— Start —

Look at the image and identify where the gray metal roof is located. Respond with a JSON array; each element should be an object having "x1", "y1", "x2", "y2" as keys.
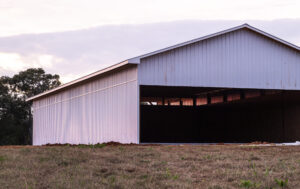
[{"x1": 27, "y1": 24, "x2": 300, "y2": 101}]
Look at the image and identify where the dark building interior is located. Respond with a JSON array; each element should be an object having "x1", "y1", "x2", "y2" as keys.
[{"x1": 140, "y1": 86, "x2": 300, "y2": 143}]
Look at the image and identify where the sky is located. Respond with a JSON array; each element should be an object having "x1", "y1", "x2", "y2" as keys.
[{"x1": 0, "y1": 0, "x2": 300, "y2": 83}]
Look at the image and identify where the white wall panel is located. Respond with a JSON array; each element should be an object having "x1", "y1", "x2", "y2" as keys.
[
  {"x1": 33, "y1": 66, "x2": 138, "y2": 145},
  {"x1": 138, "y1": 29, "x2": 300, "y2": 90}
]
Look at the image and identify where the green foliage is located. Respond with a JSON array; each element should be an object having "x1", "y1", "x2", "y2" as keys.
[
  {"x1": 78, "y1": 143, "x2": 106, "y2": 148},
  {"x1": 275, "y1": 178, "x2": 288, "y2": 188},
  {"x1": 0, "y1": 68, "x2": 60, "y2": 145}
]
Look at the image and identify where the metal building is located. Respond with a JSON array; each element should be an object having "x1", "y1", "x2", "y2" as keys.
[{"x1": 28, "y1": 24, "x2": 300, "y2": 145}]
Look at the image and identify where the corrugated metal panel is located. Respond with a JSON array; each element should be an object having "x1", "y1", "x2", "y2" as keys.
[
  {"x1": 33, "y1": 66, "x2": 138, "y2": 145},
  {"x1": 138, "y1": 29, "x2": 300, "y2": 90}
]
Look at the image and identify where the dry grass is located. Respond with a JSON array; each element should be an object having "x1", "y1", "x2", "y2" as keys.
[{"x1": 0, "y1": 145, "x2": 300, "y2": 189}]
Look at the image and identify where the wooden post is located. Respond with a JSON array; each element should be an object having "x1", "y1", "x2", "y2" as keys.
[
  {"x1": 207, "y1": 94, "x2": 211, "y2": 104},
  {"x1": 240, "y1": 90, "x2": 245, "y2": 99},
  {"x1": 223, "y1": 92, "x2": 228, "y2": 102}
]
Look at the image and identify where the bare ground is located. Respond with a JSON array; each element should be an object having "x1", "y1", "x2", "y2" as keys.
[{"x1": 0, "y1": 145, "x2": 300, "y2": 189}]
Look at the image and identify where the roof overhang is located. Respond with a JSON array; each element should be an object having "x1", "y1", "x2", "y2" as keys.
[
  {"x1": 26, "y1": 24, "x2": 300, "y2": 101},
  {"x1": 26, "y1": 60, "x2": 136, "y2": 101}
]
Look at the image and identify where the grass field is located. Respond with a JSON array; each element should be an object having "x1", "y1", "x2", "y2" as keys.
[{"x1": 0, "y1": 145, "x2": 300, "y2": 189}]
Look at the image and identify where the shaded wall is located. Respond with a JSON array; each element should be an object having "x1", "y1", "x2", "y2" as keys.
[
  {"x1": 33, "y1": 66, "x2": 139, "y2": 145},
  {"x1": 140, "y1": 92, "x2": 300, "y2": 143}
]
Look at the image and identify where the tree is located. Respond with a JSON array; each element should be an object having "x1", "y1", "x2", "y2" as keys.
[{"x1": 0, "y1": 68, "x2": 61, "y2": 145}]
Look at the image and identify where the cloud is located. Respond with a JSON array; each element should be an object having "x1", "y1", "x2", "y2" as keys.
[{"x1": 0, "y1": 19, "x2": 300, "y2": 82}]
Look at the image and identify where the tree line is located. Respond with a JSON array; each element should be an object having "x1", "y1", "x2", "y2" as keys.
[{"x1": 0, "y1": 68, "x2": 61, "y2": 145}]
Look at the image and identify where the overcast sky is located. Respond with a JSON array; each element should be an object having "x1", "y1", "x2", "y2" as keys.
[{"x1": 0, "y1": 0, "x2": 300, "y2": 82}]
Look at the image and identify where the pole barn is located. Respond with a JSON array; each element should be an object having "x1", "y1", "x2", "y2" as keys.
[{"x1": 27, "y1": 24, "x2": 300, "y2": 145}]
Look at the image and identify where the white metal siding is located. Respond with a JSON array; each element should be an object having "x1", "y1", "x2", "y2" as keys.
[
  {"x1": 138, "y1": 29, "x2": 300, "y2": 90},
  {"x1": 33, "y1": 66, "x2": 138, "y2": 145}
]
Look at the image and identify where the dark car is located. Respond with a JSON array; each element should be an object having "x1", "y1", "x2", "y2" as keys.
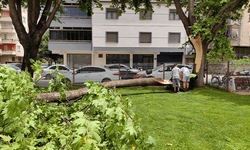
[
  {"x1": 104, "y1": 64, "x2": 140, "y2": 79},
  {"x1": 135, "y1": 63, "x2": 193, "y2": 80}
]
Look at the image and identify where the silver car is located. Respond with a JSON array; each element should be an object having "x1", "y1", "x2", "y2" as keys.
[
  {"x1": 64, "y1": 66, "x2": 119, "y2": 84},
  {"x1": 104, "y1": 64, "x2": 140, "y2": 79},
  {"x1": 136, "y1": 64, "x2": 193, "y2": 80},
  {"x1": 41, "y1": 65, "x2": 73, "y2": 79}
]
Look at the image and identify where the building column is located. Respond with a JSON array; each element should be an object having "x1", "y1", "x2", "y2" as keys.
[
  {"x1": 63, "y1": 53, "x2": 68, "y2": 65},
  {"x1": 129, "y1": 52, "x2": 133, "y2": 68},
  {"x1": 182, "y1": 52, "x2": 186, "y2": 64},
  {"x1": 154, "y1": 53, "x2": 157, "y2": 68},
  {"x1": 91, "y1": 52, "x2": 95, "y2": 66}
]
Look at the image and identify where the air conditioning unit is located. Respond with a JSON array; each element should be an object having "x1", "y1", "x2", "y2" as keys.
[{"x1": 231, "y1": 31, "x2": 239, "y2": 39}]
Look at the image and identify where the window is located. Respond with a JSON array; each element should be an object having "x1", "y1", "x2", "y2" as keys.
[
  {"x1": 57, "y1": 4, "x2": 91, "y2": 19},
  {"x1": 140, "y1": 32, "x2": 151, "y2": 43},
  {"x1": 2, "y1": 23, "x2": 8, "y2": 28},
  {"x1": 49, "y1": 66, "x2": 56, "y2": 70},
  {"x1": 168, "y1": 33, "x2": 181, "y2": 43},
  {"x1": 49, "y1": 30, "x2": 92, "y2": 42},
  {"x1": 169, "y1": 9, "x2": 180, "y2": 20},
  {"x1": 58, "y1": 66, "x2": 69, "y2": 71},
  {"x1": 98, "y1": 54, "x2": 103, "y2": 58},
  {"x1": 17, "y1": 46, "x2": 21, "y2": 52},
  {"x1": 106, "y1": 32, "x2": 118, "y2": 43},
  {"x1": 106, "y1": 8, "x2": 118, "y2": 19},
  {"x1": 140, "y1": 11, "x2": 152, "y2": 20}
]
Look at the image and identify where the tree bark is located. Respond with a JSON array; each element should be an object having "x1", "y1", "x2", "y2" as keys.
[
  {"x1": 190, "y1": 33, "x2": 209, "y2": 87},
  {"x1": 36, "y1": 78, "x2": 161, "y2": 102}
]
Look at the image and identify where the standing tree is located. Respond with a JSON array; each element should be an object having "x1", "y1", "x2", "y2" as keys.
[
  {"x1": 0, "y1": 0, "x2": 249, "y2": 86},
  {"x1": 168, "y1": 0, "x2": 249, "y2": 86},
  {"x1": 37, "y1": 31, "x2": 63, "y2": 63},
  {"x1": 0, "y1": 0, "x2": 62, "y2": 76}
]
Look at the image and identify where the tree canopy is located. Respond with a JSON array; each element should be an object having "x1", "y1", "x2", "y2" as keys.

— End —

**OBJECTIVE:**
Transcribe the records above verbatim. Do not carry over any picture.

**ANSWER TO THE PROBLEM:**
Look at the image and identify where the gray metal roof is located. Respond with a JSON array; each element should be an object having "x1", "y1", "x2", "y2" as keys.
[{"x1": 27, "y1": 24, "x2": 300, "y2": 101}]
Look at the image and identify where the dark building interior is located. Respond with a JSON array; each element should be an object having "x1", "y1", "x2", "y2" as keys.
[{"x1": 140, "y1": 86, "x2": 300, "y2": 143}]
Look at the image and identify where the sky is located. Respond with a JSON array; each element should be an object having "x1", "y1", "x2", "y2" as keys.
[{"x1": 0, "y1": 0, "x2": 300, "y2": 83}]
Look at the image and identify where the white wall panel is located. Respond with a JSON array; each element should be an object having "x1", "y1", "x2", "y2" as keys.
[
  {"x1": 33, "y1": 66, "x2": 138, "y2": 145},
  {"x1": 138, "y1": 29, "x2": 300, "y2": 90}
]
Look at the image and identify where the green foliage is located. Respond with a JSON array; each element should be an object having "x1", "y1", "x2", "y2" as keys.
[
  {"x1": 78, "y1": 143, "x2": 106, "y2": 148},
  {"x1": 275, "y1": 178, "x2": 288, "y2": 188},
  {"x1": 0, "y1": 68, "x2": 60, "y2": 145}
]
Look at the image and identify where the metal building is located. Respond with a JSON array; each element should be an object having "x1", "y1", "x2", "y2" as keys.
[{"x1": 28, "y1": 24, "x2": 300, "y2": 145}]
Look at the image and identify where the corrugated metal panel is located. Respond with a JSON array; each element should be an object having "x1", "y1", "x2", "y2" as keys.
[
  {"x1": 33, "y1": 66, "x2": 138, "y2": 145},
  {"x1": 138, "y1": 29, "x2": 300, "y2": 90}
]
Look at the image and identify where the dry grass is located. Respond with a JSON array; each element should be an object having "x1", "y1", "x2", "y2" as keys.
[{"x1": 0, "y1": 145, "x2": 300, "y2": 189}]
Look at the image and identify where the wooden post is located. Respond with a JSON array; each element should be an object having "x1", "y1", "x2", "y2" as keys.
[
  {"x1": 207, "y1": 94, "x2": 211, "y2": 104},
  {"x1": 240, "y1": 90, "x2": 245, "y2": 99},
  {"x1": 223, "y1": 92, "x2": 228, "y2": 102}
]
Look at the image and identify where the bare ground is located. Respond with a JSON array; each element should be an object having "x1", "y1", "x2", "y2" as keys.
[{"x1": 0, "y1": 145, "x2": 300, "y2": 189}]
Look at the image and identify where the roof overhang is located. Respond with a JSON array; each element should be an object having "x1", "y1", "x2", "y2" as keys.
[
  {"x1": 26, "y1": 24, "x2": 300, "y2": 101},
  {"x1": 26, "y1": 60, "x2": 136, "y2": 101}
]
Look at the image and identify where the grass field is located. Respond with a JSON array; each element should be an object having "x1", "y1", "x2", "y2" as keys.
[{"x1": 0, "y1": 145, "x2": 300, "y2": 189}]
Look at the image and identify where the shaded wall is located. Respond with a JSON array; each element should be an object having "x1", "y1", "x2", "y2" as keys.
[
  {"x1": 33, "y1": 66, "x2": 139, "y2": 145},
  {"x1": 140, "y1": 92, "x2": 300, "y2": 143}
]
Look at the image and identify where the tree is located. Respond with a JSON array; each element should be an object having "x1", "y1", "x2", "y2" as keys.
[{"x1": 0, "y1": 68, "x2": 61, "y2": 145}]
Look at the image and identify where the cloud is located. Respond with a JSON array; each element should be an object having "x1", "y1", "x2", "y2" as keys.
[{"x1": 0, "y1": 19, "x2": 300, "y2": 82}]
Look at the image and identify where the tree line is located. Respond with a JSON array; each element should be an object having "x1", "y1", "x2", "y2" as keys.
[{"x1": 0, "y1": 68, "x2": 61, "y2": 145}]
Look at the image and identify where the overcast sky is located. Respond with a JSON array; each element should be an object having "x1", "y1", "x2", "y2" as keys.
[{"x1": 0, "y1": 0, "x2": 300, "y2": 82}]
Look at the image and identify where the pole barn is located. Respond with a JSON array; each element should be an object having "x1", "y1", "x2", "y2" as keys.
[{"x1": 27, "y1": 24, "x2": 300, "y2": 145}]
Look at the image and identify where the white metal siding is located. Respond with a JSON array; each element should be an object having "x1", "y1", "x2", "y2" as keys.
[
  {"x1": 138, "y1": 29, "x2": 300, "y2": 90},
  {"x1": 33, "y1": 66, "x2": 138, "y2": 145}
]
Look at the image and identify where the dark car is located. Respond with a JSON array; each element should be an object having "x1", "y1", "x2", "y2" as keys.
[
  {"x1": 104, "y1": 64, "x2": 140, "y2": 79},
  {"x1": 135, "y1": 63, "x2": 193, "y2": 80}
]
Look at the image and identify where the silver car is located. Respond with a JSON array; each element should be an object having "x1", "y1", "x2", "y2" as keys.
[
  {"x1": 64, "y1": 66, "x2": 119, "y2": 84},
  {"x1": 104, "y1": 64, "x2": 140, "y2": 79},
  {"x1": 136, "y1": 64, "x2": 193, "y2": 80},
  {"x1": 41, "y1": 65, "x2": 73, "y2": 79}
]
Look at the image and identify where the building column is located. Respond with a JSON array; each element should be an object having "x1", "y1", "x2", "y2" as keys.
[
  {"x1": 63, "y1": 53, "x2": 68, "y2": 65},
  {"x1": 129, "y1": 52, "x2": 133, "y2": 68},
  {"x1": 182, "y1": 52, "x2": 186, "y2": 64},
  {"x1": 154, "y1": 53, "x2": 157, "y2": 68},
  {"x1": 91, "y1": 52, "x2": 95, "y2": 66}
]
Look at the image and identify where the air conditioning unit is located. Respond with a JSON array; each element should be an object having "x1", "y1", "x2", "y2" as keys.
[{"x1": 231, "y1": 31, "x2": 239, "y2": 39}]
Look at the image and identify where the window is located. Respond with a JSON array; each element should be an object having "x1", "y1", "x2", "y2" as keys.
[
  {"x1": 57, "y1": 4, "x2": 91, "y2": 19},
  {"x1": 140, "y1": 32, "x2": 151, "y2": 43},
  {"x1": 2, "y1": 23, "x2": 8, "y2": 28},
  {"x1": 49, "y1": 66, "x2": 56, "y2": 70},
  {"x1": 168, "y1": 33, "x2": 181, "y2": 43},
  {"x1": 49, "y1": 30, "x2": 92, "y2": 42},
  {"x1": 169, "y1": 9, "x2": 180, "y2": 20},
  {"x1": 58, "y1": 66, "x2": 69, "y2": 71},
  {"x1": 98, "y1": 54, "x2": 103, "y2": 58},
  {"x1": 17, "y1": 46, "x2": 21, "y2": 52},
  {"x1": 106, "y1": 32, "x2": 118, "y2": 43},
  {"x1": 106, "y1": 8, "x2": 118, "y2": 19},
  {"x1": 140, "y1": 11, "x2": 152, "y2": 20}
]
Look at the image and identify where the tree bark is located. Respond with a JSON array; each element should be an object having "x1", "y1", "x2", "y2" as keys.
[
  {"x1": 190, "y1": 33, "x2": 209, "y2": 87},
  {"x1": 36, "y1": 78, "x2": 161, "y2": 102}
]
Look at the image and identify where the standing tree is located. Respond with a JSON array; each element should be an object having "x1", "y1", "x2", "y2" as keys.
[
  {"x1": 0, "y1": 0, "x2": 249, "y2": 86},
  {"x1": 168, "y1": 0, "x2": 249, "y2": 86},
  {"x1": 37, "y1": 31, "x2": 63, "y2": 63},
  {"x1": 0, "y1": 0, "x2": 62, "y2": 76}
]
Look at the image and identify where the tree canopy is located. Respond with a JSON array; each element should be an object having "x1", "y1", "x2", "y2" as keys.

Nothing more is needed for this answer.